Extract provided:
Published: October 4, 2013
Section: News, Top Stories

Researchers at Brandeis University are unique in both their discoveries and backgrounds. Professor Andrew Koh (CLAS) unearthed an unusual find in Tel Kabri, Israel, this summer, with classicists, archaeologists and laboratory scientists. In a palatial complex, 40 large perfume vessels were found largely intact, creating great mystery as to their survival and importance.

Beginning his college career as a pre-med student who volunteered in the coveted ER, Koh originally thought he would become a doctor. But after seeing how unhappy and dissatisfied doctors were in the hospital, he pursued a degree in biophysics. Despite the heavy course load, he remained interested in the classics—Latin, Greek and Roman civilizations—and continued to take classes in the humanities.

Koh attended the University of Pennsylvania for a graduate program in archaeology, distancing himself from science until a professor approached him. This professor was pioneering a new method for archaeological analysis: organic residue analysis. Although hesitant to go into a new field, Koh had the right blend of backgrounds in science and humanities to make the project a success.

Chemistry and archaeology can combine to provide clearer insight into how the world once worked. “I’m interested in cross-culturalism. I’ve always been interested in the end process, too,” Koh said. “How do you store it? How do you market it? How did it affect the way people lived? In that sense, it’s very applicable to people today.”

Veronica Saltzman ’16, who was part of the summer dig at Tel Kabri, expanded on how the classics are still relevant today. “The humanities is a means of searching and discovering humanity and the bonds that have held people together since the beginning of time. It is the pursuit of understanding the human condition,” she wrote in an email.

Archaeologists have difficulty identifying rooms because artifacts disappear or disintegrate. At a dig, Koh expected to find a kitchen. “Then we got the residues. They were totally different. It’s not like wine. These were aromatics referenced by [Roman] authors like Livy, Pliny,” Koh said. Organic residue analysis proved it could have been a perfume workshop, as discussed in Roman literature.

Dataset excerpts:
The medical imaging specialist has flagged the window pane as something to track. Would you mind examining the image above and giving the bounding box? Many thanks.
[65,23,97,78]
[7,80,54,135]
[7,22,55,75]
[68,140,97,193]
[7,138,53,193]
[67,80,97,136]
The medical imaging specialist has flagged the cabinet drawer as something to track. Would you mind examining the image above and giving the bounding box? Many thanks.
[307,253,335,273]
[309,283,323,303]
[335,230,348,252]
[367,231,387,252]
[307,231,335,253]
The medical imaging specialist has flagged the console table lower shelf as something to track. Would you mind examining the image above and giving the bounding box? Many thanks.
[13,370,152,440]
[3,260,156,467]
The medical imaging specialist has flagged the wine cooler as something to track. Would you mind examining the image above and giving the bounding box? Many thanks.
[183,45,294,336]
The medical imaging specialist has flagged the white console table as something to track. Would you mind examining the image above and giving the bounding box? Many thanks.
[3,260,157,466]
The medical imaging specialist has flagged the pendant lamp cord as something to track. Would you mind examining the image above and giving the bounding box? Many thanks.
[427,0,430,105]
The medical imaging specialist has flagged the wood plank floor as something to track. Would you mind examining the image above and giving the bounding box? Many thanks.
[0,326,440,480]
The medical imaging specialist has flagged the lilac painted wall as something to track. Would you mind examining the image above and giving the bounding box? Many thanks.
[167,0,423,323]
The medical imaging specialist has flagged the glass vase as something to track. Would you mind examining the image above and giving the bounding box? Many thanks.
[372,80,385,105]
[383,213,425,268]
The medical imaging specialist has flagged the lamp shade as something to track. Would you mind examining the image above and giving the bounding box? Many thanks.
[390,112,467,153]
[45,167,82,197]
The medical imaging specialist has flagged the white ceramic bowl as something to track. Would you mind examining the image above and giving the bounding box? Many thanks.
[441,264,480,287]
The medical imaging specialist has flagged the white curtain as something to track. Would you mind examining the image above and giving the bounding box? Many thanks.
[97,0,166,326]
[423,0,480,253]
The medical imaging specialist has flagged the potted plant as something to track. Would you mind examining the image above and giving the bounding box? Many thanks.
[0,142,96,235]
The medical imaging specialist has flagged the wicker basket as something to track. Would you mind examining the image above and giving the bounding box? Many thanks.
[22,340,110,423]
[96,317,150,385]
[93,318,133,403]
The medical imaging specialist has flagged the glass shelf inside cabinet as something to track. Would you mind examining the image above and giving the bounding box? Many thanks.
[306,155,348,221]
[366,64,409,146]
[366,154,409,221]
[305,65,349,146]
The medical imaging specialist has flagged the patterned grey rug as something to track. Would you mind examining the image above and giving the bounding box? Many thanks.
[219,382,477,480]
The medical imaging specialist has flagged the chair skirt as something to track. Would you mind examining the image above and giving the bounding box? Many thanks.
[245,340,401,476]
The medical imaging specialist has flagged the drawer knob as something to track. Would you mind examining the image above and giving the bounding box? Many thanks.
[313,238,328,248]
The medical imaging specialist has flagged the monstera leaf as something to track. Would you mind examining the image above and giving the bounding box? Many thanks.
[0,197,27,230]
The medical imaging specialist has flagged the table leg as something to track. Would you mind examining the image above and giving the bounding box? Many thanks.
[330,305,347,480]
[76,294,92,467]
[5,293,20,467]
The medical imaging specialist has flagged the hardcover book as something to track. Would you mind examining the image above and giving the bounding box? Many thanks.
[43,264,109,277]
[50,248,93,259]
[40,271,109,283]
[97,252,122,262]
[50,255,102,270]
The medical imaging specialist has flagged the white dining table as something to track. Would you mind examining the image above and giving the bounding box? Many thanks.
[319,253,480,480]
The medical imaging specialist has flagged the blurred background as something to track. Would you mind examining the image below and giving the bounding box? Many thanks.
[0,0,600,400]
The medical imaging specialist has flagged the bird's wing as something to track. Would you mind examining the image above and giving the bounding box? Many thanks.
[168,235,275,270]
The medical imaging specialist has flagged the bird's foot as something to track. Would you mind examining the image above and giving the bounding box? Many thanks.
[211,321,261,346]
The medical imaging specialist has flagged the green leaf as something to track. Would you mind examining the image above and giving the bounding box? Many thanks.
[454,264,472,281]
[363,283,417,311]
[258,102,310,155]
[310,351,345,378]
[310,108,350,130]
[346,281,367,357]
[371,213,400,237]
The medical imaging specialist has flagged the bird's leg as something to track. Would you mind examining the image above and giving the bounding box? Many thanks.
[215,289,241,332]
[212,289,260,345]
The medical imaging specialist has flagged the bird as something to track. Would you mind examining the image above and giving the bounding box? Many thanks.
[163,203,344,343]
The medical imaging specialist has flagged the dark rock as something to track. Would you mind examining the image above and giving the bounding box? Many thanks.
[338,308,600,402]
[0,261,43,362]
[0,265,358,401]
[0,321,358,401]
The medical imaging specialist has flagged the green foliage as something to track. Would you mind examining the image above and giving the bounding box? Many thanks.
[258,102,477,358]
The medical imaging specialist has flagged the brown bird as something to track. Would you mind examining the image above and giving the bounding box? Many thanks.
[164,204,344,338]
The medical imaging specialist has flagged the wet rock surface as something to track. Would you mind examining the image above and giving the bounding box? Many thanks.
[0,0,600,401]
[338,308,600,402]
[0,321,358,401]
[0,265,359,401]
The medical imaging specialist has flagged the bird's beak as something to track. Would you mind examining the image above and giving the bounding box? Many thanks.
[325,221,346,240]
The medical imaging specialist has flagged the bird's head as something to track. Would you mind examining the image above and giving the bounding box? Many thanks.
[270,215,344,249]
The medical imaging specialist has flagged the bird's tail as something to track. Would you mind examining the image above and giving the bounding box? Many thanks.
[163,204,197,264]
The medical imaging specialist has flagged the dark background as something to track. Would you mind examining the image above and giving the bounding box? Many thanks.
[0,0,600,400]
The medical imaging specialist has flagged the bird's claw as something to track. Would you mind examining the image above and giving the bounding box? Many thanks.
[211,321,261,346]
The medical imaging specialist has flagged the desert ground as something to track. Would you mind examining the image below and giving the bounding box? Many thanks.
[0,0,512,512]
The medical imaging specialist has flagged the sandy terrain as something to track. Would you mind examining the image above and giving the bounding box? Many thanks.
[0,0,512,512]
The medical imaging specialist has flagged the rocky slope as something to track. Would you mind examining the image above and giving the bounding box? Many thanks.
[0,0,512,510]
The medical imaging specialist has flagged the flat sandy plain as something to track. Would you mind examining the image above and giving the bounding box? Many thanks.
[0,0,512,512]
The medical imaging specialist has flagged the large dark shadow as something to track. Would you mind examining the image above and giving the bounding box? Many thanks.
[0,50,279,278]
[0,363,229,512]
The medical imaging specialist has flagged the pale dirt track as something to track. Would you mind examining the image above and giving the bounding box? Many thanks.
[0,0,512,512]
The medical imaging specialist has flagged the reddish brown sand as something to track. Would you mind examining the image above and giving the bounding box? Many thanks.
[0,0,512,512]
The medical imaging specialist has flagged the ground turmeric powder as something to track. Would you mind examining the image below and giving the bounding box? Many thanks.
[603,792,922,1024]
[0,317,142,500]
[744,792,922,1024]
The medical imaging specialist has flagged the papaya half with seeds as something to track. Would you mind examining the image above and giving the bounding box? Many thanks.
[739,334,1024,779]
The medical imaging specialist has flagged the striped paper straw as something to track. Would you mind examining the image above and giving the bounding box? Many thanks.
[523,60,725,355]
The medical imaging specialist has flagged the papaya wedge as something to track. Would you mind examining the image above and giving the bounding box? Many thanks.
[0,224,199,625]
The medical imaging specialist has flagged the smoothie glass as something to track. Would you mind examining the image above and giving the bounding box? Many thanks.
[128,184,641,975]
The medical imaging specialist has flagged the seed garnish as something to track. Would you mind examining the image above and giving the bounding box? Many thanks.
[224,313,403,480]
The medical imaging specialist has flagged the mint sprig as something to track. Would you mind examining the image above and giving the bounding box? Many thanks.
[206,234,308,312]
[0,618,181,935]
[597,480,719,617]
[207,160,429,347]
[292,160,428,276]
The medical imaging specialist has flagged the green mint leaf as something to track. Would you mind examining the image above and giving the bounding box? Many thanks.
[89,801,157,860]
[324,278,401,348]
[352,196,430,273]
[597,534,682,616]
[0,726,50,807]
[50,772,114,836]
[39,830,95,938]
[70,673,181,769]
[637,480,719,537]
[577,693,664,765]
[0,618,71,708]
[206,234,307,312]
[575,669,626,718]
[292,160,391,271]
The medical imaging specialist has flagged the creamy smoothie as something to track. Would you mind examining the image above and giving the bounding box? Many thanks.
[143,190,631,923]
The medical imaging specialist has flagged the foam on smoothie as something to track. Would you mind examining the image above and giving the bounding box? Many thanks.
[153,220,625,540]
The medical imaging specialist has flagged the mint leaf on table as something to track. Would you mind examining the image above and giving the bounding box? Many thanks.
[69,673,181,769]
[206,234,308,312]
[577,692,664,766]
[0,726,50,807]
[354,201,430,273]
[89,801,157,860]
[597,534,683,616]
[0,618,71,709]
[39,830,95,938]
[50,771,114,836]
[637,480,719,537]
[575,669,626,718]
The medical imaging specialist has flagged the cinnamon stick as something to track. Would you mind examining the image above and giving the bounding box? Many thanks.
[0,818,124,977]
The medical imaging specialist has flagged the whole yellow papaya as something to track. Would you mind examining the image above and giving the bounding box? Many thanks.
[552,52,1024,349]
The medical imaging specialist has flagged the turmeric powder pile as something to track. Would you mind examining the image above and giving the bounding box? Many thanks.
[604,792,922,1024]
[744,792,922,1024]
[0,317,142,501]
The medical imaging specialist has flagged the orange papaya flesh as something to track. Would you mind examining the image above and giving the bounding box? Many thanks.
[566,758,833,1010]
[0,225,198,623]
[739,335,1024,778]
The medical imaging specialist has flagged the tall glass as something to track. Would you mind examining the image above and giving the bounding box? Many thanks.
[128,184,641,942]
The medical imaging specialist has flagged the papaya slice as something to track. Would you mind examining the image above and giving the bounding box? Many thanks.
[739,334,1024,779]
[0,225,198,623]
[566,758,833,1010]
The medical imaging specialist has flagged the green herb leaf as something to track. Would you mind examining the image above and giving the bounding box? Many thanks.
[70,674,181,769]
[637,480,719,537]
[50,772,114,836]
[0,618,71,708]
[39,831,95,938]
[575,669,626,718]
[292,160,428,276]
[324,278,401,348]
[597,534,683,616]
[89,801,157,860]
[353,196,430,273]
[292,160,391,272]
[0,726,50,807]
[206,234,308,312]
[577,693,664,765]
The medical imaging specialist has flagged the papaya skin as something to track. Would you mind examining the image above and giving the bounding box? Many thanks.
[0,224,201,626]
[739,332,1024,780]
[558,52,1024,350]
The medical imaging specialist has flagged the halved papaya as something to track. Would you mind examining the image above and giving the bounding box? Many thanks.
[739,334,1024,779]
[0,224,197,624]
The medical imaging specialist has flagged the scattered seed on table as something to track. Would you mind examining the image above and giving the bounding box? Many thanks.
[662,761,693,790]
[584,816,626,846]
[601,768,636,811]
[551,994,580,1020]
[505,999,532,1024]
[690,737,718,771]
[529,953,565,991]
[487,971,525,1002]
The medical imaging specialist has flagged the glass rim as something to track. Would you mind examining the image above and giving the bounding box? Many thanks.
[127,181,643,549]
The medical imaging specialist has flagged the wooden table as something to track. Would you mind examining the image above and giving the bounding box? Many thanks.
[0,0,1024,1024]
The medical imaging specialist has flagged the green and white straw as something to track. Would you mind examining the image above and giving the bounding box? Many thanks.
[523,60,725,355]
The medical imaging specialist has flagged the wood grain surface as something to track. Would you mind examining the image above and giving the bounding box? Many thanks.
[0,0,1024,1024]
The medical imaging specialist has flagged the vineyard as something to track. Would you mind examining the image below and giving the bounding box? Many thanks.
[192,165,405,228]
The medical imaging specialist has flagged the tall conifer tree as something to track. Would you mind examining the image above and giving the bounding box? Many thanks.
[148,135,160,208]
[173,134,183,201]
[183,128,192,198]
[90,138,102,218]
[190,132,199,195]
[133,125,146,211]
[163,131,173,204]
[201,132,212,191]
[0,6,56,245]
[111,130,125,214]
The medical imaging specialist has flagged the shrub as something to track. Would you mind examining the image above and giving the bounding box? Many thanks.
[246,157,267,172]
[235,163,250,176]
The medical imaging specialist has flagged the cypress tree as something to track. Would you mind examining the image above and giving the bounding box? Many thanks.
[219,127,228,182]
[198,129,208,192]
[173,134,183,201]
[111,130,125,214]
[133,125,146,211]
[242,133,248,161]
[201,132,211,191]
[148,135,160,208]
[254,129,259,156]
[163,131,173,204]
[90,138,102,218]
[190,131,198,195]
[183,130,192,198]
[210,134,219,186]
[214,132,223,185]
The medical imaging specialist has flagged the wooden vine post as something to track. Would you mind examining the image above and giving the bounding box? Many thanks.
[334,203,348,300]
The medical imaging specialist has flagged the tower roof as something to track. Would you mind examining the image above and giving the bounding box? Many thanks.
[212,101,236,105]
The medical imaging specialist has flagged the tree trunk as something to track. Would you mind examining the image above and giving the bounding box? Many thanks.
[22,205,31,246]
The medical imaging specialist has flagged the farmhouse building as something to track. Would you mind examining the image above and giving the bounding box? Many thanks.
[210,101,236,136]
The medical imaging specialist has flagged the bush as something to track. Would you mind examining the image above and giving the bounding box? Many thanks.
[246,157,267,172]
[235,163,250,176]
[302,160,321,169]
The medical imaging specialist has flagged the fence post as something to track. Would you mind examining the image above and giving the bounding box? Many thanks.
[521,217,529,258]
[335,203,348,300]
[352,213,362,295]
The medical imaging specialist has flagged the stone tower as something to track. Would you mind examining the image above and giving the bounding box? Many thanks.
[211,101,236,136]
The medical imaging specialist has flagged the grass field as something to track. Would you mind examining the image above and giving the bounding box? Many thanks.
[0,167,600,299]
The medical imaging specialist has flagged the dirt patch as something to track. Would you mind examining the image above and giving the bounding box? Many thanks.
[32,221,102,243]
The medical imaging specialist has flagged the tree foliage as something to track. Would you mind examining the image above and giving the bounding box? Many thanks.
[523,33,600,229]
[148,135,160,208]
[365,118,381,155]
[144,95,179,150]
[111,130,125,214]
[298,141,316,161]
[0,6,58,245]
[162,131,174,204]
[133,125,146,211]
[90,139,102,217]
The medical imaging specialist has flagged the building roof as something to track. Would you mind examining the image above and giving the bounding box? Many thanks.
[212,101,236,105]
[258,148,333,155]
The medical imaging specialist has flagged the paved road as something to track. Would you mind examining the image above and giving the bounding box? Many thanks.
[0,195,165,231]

Using the information:
• a. In the article about Andrew Koh's research, how many large perfume vessels were found in the palatial complex at Tel Kabri?
• b. Translate this sentence from the article about Andrew Koh's research into Spanish: "Chemistry and archaeology can combine to provide clearer insight into how the world once worked."
• c. Write the next part of the article about Andrew Koh's research, starting after its last sentence.
None of the items are needed for this work.

Exercise responses:
• a. 40 large perfume vessels were found, largely intact.

• b. La química y la arqueología pueden combinarse para ofrecer una visión más clara de cómo funcionaba el mundo en otros tiempos.

• c.
At Brandeis, Koh combines his loves of science and the classics. When he isn’t teaching, he works with students who have an interest in science, conducting sample analysis in the lab. Professors Christine Thomas (CHEM) and Barry Snider (CHEM) allow him to use the GCMS (gas chromatograph and mass spectrometer) to analyze samples found in ancient artifacts.

“Any time a humanist comes to them and knows what’s going on … we’ve been getting significant help,” Koh said. “We’re preparing and running the samples ourselves.” This analysis determines which organic compounds, those containing carbon, were once held in jars and vessels. Two posters have already come out of this mutually beneficial agreement, and undergraduate students, including Alison Crandall ’13, are scheduled to present them at upcoming prestigious scientific conferences.

This summer, students and faculty from the University of Haifa, George Washington University and Brandeis excavated a site in Tel Kabri. The site has been excavated since the 1990s, but was abandoned for a few years before it started up again in 2003, using new techniques. Saltzman discussed her interest in the dig even though she does not intend to pursue archaeology as a career. “The experience of being outside, working hard, learning about the process and meeting the people is so special. You really become part of the family,” she said.

The room they chose was a lucky one. Once the archaeologists reached the floor, they found ancient vessels. These were not just tiny scraps of vessels but 40 almost fully-complete, large vessels, each more than one meter tall, scattered across the floor.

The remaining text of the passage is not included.